### SET EXERCISE
Scale the bounding-box coordinates in the answers of the lines from the start through the line holding "669], [0, 218, 663, 893]]", inclusive, by 1.6, rounding each to a whole number with halves rounded up, and reproduce only those lines, requests included, with all other numbers unchanged. Omit the picture from your version.

____ STORED RECORDS

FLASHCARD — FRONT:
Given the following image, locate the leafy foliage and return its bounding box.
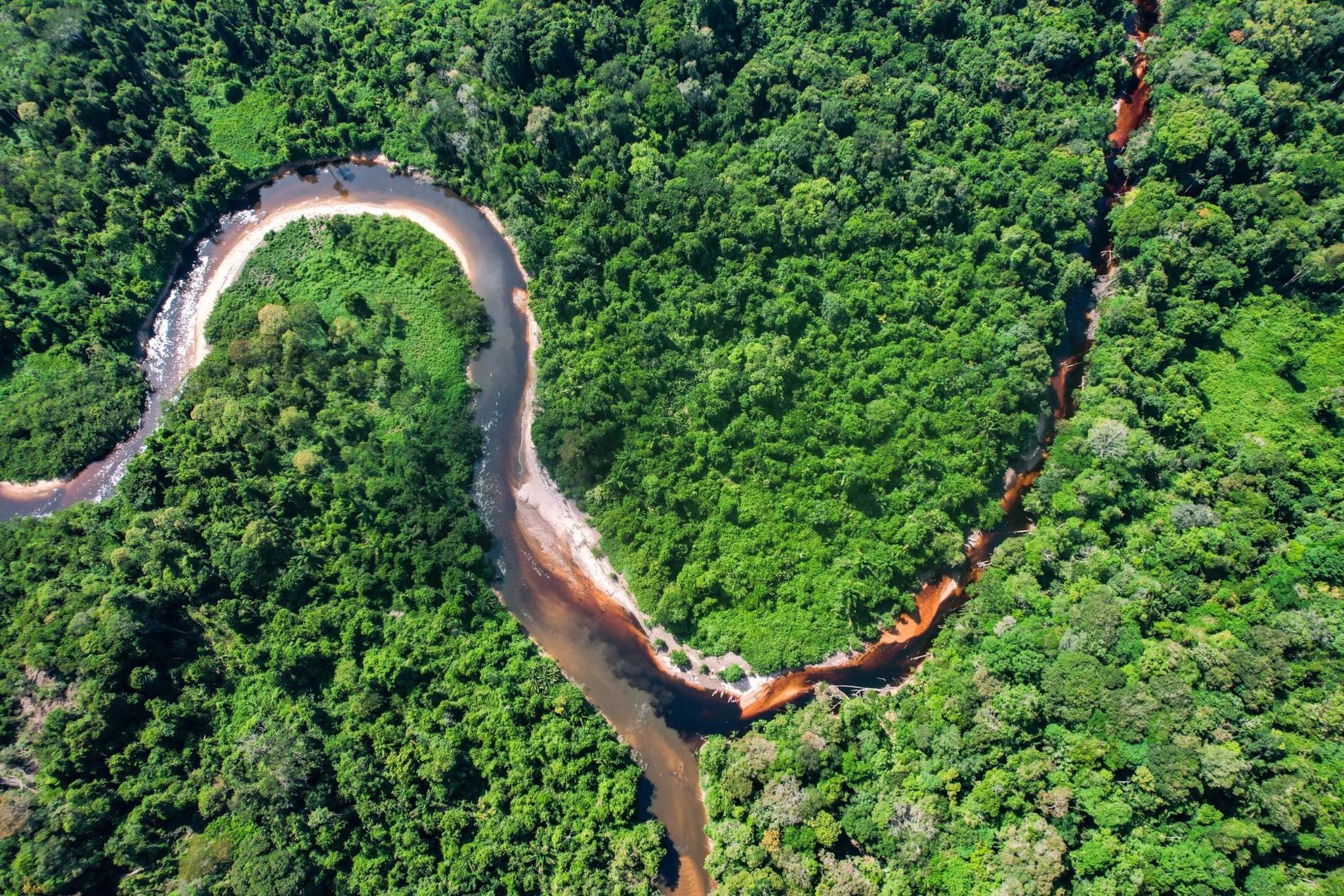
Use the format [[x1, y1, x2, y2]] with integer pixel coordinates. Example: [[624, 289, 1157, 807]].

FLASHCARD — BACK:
[[702, 0, 1344, 893], [0, 0, 1124, 669], [0, 218, 663, 893]]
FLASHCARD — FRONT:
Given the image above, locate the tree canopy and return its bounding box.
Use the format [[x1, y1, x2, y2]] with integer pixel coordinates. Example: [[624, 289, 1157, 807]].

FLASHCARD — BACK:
[[702, 0, 1344, 896], [0, 218, 663, 893]]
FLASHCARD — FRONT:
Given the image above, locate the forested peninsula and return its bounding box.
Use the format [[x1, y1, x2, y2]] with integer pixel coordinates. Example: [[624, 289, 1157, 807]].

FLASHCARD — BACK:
[[0, 0, 1344, 896], [0, 218, 662, 893]]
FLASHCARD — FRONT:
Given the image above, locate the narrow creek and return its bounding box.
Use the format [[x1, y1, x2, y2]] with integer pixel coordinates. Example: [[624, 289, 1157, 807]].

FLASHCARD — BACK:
[[0, 0, 1156, 896]]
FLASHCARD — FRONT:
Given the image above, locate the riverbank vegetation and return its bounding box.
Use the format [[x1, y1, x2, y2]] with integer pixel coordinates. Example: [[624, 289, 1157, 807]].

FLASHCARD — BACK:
[[0, 218, 663, 893], [0, 0, 1125, 670], [702, 0, 1344, 895]]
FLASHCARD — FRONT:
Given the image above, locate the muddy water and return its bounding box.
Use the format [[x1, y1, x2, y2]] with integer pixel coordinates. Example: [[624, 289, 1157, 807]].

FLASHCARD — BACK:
[[0, 0, 1156, 896], [0, 161, 738, 896], [742, 0, 1157, 719]]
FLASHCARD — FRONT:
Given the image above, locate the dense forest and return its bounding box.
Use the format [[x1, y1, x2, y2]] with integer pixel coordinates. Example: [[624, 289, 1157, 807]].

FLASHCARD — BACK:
[[0, 0, 1127, 670], [702, 0, 1344, 896], [0, 218, 663, 893], [0, 0, 1344, 896]]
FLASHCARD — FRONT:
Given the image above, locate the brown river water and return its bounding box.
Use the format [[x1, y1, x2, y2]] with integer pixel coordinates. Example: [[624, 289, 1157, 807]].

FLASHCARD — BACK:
[[0, 0, 1156, 896]]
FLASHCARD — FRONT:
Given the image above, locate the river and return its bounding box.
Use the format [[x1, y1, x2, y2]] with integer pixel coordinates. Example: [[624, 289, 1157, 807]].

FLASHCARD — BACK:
[[0, 0, 1156, 896]]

________

### ANSWER FOR THE TASK
FLASHCARD — FRONT:
Given the following image, locate the leafy foliage and return its bounding box.
Use the format [[x1, y1, x2, y2]] with integer pixel coordinates. Example: [[624, 289, 1157, 807]].

FLASHCARD — BACK:
[[1123, 0, 2150, 1429], [0, 0, 1798, 1070], [0, 349, 1061, 1429]]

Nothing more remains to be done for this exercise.